Emsal Mahkeme Kararı Bakırköy 1. Asliye Ticaret Mahkemesi 2017/1110 E. 2020/565 K. 15.09.2020 T.

Görüntülediğiniz mahkeme kararı henüz kesinleşmemiştir. Yararlı olması amacıyla eklenmiştir.

T.C. BAKIRKÖY 1. ASLİYE TİCARET MAHKEMESİ

ESAS NO : 2017/1110 Esas
KARAR NO : 2020/565

DAVA : Menfi Tespit
DAVA TARİHİ : 05/12/2017

BİRLEŞEN Bakırköy 7. ATM’nin
2018/98 Esas … Karar sayılı dosyası

DAVA : İtirazın İptali
DAVA TARİHİ : 24/01/2018
KARAR TARİHİ : 15/09/2020
GEREKÇELİ KARAR TARİHİ : 05/10/2020

Mahkememizde görülmekte olan Menfi Tespit ve itirazın iptali davasının yapılan açık yargılaması sonunda,
GEREĞİ DÜŞÜNÜLDÜ:
Davacı vekili dava dilekçesinde; davacı ile davalıların 4 adet asansörün revizyonunun yapılması hususunda anlaştıkları, davacı firmanın revizyonu tamamladığı, asansörlerin yeşil etiketlerini aldığı ve asansörlerin şartlara uygun kullanılır vaziyette davalı tarafa teslim edildiği, davalı tarafın bu yönde hiçbir itirazının olmadığı ve yeşil etiketin alınması ile eser sözleşmesinin sona erdiği, ancak davalı tarafın asansörlerin bakımını gereği gibi yapmadığı, kendi kusurundan kaynaklı problemleri davacı tarafa yüklemeye çalıştığı, taraflar arasındaki sözleşme kapsamında iş bedelinin KDV hariç 65.000 TL olarak belirlendiği, davacı tarafça davalıya davaya konu teminat senetinin verildiği, davacı tarafça tüm edimlerin yerine getirilmiş olmasına rağmen davalı tarafça davaya konu teminat senetinin takibe konu edildiği ve davacı hakkında Bakırköy … İcra Müdürlüğünün … esas sayılı dosyasıyla icra takibi başlatıldığı belirtilerek işbu icra takibinden dolayı davacının davalıya borçlu olmadığının tespitine, takibin iptaline, %20 kötüniyet tazminatına ve icra takibinin mümkünse teminatsız veya muhik bir teminat karşılığında tedbiren durdurulmasına karar verilmesini talep etmiştir.
============================================================
Verilen Görev
Mahkeme kararında, taraflar arasındaki sözleşmeye göre iş bedeli KDV hariç ne kadar olarak belirlenmiş?

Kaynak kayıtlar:
============================================================
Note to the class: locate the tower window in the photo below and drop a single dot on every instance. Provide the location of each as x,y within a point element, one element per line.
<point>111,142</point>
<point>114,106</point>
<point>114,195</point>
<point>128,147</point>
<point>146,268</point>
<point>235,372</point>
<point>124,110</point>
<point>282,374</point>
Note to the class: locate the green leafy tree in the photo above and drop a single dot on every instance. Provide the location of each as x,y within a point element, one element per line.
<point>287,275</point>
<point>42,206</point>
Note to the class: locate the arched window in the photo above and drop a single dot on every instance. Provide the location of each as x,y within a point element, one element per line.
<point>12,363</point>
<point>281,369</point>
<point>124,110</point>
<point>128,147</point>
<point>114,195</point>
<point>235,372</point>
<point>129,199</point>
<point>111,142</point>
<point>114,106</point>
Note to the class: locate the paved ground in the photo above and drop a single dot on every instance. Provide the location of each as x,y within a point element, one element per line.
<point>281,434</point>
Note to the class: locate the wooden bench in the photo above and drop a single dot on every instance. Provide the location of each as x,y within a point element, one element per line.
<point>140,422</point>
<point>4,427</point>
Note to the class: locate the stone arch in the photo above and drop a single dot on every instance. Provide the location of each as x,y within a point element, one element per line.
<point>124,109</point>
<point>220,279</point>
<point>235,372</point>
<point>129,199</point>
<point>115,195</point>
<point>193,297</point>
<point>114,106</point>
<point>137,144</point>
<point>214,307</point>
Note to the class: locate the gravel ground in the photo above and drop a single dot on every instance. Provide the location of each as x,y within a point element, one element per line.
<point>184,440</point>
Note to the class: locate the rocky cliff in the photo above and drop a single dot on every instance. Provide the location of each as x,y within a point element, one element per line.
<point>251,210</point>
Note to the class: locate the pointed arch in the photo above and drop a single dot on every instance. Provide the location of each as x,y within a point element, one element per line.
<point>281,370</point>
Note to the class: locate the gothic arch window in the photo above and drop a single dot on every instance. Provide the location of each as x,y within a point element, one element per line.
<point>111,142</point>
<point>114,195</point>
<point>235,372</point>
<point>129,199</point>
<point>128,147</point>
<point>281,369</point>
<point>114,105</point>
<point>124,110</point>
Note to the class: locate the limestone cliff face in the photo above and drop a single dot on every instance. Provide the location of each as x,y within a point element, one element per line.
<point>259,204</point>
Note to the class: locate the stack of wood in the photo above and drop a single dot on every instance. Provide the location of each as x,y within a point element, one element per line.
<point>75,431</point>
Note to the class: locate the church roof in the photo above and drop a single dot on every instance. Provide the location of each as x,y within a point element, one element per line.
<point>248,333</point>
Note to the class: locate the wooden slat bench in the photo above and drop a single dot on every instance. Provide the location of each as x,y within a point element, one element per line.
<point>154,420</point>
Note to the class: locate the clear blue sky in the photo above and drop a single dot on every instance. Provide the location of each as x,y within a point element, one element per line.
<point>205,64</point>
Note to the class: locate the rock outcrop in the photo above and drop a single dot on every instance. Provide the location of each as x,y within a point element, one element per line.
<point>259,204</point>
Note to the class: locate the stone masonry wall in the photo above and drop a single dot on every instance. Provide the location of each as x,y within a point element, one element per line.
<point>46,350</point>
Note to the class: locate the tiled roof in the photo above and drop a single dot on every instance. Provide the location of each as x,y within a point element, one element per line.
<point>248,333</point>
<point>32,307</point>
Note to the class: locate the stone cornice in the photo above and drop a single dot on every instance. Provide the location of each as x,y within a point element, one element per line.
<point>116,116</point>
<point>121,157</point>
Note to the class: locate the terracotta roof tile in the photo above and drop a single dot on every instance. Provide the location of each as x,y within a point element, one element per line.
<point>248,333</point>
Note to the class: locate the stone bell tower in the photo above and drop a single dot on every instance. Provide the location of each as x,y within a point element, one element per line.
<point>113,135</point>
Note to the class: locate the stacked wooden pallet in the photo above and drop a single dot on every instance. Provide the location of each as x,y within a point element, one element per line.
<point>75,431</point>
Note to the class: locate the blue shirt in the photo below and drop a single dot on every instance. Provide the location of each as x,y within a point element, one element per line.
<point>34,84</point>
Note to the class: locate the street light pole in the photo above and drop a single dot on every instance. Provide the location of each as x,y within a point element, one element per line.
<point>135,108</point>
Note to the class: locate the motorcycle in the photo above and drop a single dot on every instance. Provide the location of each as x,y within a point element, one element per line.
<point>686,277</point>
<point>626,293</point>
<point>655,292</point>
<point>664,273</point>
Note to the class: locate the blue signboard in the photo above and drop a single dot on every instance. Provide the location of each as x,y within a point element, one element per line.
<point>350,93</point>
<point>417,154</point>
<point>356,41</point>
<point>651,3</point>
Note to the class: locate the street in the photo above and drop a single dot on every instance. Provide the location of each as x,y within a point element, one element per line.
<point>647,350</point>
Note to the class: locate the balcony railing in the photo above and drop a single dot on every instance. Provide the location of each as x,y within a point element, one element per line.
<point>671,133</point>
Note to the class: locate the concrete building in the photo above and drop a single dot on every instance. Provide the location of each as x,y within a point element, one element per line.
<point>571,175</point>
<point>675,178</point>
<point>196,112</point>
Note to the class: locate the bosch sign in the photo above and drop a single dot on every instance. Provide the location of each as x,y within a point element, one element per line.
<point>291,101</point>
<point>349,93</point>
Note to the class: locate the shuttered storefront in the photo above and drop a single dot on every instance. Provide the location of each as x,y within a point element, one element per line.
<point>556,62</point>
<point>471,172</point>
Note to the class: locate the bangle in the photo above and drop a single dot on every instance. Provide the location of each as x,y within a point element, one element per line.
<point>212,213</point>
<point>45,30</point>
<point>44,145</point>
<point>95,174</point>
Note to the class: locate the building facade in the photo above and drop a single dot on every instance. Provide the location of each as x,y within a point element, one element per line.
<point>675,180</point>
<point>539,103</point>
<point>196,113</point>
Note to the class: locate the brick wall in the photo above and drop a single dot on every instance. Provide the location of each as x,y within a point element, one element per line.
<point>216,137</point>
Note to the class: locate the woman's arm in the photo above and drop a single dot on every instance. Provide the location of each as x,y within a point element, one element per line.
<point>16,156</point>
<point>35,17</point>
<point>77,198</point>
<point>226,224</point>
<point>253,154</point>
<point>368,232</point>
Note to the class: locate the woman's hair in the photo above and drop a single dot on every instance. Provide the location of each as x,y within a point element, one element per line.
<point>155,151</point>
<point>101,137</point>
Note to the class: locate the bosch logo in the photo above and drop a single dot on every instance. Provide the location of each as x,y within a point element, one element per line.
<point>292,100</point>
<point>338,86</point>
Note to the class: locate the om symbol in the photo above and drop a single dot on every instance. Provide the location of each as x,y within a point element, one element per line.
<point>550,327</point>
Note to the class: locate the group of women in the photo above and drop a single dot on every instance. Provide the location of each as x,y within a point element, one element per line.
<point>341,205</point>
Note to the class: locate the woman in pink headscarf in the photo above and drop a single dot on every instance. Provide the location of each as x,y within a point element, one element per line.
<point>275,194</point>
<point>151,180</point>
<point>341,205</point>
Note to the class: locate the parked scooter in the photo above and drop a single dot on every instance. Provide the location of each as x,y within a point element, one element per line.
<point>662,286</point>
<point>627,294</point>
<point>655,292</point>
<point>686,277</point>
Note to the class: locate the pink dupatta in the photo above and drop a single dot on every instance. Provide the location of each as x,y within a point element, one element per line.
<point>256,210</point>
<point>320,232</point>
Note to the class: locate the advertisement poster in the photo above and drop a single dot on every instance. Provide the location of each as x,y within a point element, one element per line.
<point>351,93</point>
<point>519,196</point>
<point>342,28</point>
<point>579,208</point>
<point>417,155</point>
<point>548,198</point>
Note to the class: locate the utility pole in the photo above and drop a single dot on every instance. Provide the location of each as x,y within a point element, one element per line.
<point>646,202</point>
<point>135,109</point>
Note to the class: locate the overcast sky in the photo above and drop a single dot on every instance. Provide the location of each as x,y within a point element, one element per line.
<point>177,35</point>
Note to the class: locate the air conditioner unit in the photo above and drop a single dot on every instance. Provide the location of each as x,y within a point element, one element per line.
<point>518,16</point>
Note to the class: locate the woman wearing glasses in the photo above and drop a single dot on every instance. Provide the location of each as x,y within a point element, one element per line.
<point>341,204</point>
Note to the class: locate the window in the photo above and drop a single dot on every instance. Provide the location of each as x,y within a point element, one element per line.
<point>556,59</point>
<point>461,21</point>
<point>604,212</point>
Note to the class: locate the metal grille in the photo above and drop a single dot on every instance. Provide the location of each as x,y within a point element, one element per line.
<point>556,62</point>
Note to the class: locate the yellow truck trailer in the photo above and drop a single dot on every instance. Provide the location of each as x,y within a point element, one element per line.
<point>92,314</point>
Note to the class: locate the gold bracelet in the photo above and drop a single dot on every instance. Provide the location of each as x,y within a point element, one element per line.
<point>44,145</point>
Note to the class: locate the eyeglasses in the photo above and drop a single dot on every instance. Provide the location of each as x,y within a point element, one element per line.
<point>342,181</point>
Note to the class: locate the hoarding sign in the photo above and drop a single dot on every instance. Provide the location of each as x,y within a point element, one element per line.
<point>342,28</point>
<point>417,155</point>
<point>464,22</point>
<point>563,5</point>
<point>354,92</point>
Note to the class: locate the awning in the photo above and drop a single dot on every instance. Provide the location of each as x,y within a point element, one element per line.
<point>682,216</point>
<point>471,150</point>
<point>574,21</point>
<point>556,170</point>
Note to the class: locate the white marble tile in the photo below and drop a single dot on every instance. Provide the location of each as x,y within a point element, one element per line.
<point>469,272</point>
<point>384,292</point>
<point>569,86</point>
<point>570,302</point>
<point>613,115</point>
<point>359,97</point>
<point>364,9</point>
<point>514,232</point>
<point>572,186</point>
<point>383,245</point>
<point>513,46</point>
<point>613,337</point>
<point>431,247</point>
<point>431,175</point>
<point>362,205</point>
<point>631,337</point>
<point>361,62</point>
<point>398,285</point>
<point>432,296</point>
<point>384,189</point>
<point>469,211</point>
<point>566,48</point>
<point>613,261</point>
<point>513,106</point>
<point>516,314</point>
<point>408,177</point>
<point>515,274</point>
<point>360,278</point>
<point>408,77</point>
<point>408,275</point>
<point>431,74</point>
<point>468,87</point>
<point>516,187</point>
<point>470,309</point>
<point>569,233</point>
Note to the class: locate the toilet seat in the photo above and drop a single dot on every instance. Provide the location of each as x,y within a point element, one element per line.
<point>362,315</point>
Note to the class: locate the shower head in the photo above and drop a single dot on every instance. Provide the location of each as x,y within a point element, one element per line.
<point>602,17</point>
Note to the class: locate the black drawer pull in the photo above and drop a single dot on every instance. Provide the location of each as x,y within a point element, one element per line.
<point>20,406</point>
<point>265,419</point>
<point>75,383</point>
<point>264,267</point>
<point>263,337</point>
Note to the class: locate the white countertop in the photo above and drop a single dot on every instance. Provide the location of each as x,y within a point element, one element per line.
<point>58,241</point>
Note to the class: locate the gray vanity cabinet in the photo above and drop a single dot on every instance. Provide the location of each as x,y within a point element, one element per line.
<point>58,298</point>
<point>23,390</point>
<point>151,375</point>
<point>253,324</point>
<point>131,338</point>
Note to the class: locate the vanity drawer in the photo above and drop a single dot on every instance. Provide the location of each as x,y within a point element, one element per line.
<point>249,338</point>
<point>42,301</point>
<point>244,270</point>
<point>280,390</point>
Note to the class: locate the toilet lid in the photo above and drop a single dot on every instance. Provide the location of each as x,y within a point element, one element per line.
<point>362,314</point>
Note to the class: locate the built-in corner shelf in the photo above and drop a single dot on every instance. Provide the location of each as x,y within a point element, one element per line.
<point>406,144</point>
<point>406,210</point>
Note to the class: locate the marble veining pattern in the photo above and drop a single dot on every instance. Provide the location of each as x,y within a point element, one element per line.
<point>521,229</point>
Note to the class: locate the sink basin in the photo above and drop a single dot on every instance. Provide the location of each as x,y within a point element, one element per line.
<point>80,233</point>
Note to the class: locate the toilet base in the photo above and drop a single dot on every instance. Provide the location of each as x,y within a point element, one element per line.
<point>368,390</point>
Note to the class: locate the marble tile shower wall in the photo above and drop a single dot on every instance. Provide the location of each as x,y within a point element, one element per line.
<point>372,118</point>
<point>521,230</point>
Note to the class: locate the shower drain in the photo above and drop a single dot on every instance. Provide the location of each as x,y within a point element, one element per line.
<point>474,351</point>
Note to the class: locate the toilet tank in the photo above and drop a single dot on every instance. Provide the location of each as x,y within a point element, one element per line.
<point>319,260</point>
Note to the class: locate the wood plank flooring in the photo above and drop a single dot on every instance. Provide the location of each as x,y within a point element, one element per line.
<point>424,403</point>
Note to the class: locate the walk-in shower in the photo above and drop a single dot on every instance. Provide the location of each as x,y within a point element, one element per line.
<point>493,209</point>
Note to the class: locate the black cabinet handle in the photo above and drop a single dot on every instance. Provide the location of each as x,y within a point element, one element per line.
============================================================
Görevin Yanıtı
KDV hariç 65.000 TL.